The sand is definitely staying then - thanks for saving me some cash  I had several berried female shrimp in this tank before, but they always ended up dropping their eggs. Hopefully after i get things stabilized i'll be successful this time around.


----------



## Chris S (Dec 19, 2007)

How big is the tank?


----------



## jon021 (May 19, 2009)

Chris S said:


> How big is the tank?


It's a 10 gallon tank


----------



## Chris S (Dec 19, 2007)

I might suggest trying to keep only one species of shrimp in a 10g tank.

Have you tested your water for ammonia/nitrite, and what sort of filtration do you use?


----------



## jon021 (May 19, 2009)

Chris S said:


> I might suggest trying to keep only one species of shrimp in a 10g tank.
> 
> Have you tested your water for ammonia/nitrite, and what sort of filtration do you use?

______

Brief 1
Count the lines in the listing that contain the string "roof", matching case exactly, and give only that number.
The shrimp tank thread and the listing are unrelated to each other.

______

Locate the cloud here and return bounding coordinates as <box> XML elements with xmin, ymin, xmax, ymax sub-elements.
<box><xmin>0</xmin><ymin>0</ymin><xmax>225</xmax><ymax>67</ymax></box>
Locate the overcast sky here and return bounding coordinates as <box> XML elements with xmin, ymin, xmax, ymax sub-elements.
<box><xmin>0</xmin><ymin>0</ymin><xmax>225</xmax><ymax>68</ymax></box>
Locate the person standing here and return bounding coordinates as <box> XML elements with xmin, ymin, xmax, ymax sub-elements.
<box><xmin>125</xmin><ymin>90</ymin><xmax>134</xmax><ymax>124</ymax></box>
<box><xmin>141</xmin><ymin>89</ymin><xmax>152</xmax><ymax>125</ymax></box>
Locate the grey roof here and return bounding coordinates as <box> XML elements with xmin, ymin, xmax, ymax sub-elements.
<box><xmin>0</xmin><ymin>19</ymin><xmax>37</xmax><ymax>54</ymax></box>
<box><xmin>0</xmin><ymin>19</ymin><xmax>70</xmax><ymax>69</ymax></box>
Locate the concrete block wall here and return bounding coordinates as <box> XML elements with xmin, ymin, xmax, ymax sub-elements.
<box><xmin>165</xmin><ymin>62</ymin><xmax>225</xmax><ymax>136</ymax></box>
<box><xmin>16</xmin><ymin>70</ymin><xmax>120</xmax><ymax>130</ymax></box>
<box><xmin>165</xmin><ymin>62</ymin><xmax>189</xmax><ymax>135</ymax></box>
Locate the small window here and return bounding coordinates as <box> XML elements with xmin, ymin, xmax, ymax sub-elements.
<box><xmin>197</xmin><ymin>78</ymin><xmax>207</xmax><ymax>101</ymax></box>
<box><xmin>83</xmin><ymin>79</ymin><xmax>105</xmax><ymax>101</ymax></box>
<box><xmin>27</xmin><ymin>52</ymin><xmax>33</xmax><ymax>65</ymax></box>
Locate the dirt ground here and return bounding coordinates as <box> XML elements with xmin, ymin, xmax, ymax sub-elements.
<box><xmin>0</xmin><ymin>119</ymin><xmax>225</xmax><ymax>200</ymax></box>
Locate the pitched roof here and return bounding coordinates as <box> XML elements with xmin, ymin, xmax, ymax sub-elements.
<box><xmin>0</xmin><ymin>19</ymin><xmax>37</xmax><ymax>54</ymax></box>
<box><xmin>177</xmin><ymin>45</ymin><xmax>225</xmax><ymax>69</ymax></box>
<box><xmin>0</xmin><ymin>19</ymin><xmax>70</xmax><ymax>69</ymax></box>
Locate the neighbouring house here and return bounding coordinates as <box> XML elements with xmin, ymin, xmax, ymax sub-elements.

______

Brief 2
Write what comes next in the shrimp tank thread, picking up right after its last line.

Output 1
2

Output 2
I'm probably going to just keep some of my crystal reds in that tank, i've been testing my water over the past few weeks and ammonia is 0, Nitrites are 0, same with nitrates. I run an Aquaclear20 on my tank with a sponge prefilter. Temp is kept at 77F, lighting is a 28 watt fixture on for 9 hours a day, and only chemical i use on the tank now is seachem prime during water changes.


----------



## Chris S (Dec 19, 2007)

Sort of unrelated, but I've had more success breeding cherries using a sponge filter. Less little guys riding the impeller =D

Edit: Sorry, didn't read properly that you are using a prefilter =D


----------



## jon021 (May 19, 2009)

Chris S said:


> Sort of unrelated, but I've had more success breeding cherries using a sponge filter. Less little guys riding the impeller =D
> 
> Edit: Sorry, didn't read properly that you are using a prefilter =D


No worries, i chose the hob over a sponge filter cuz i'm setting it up as an iwagummi style tank - or atleast trying to. The sponge filter would be too difficult to hide.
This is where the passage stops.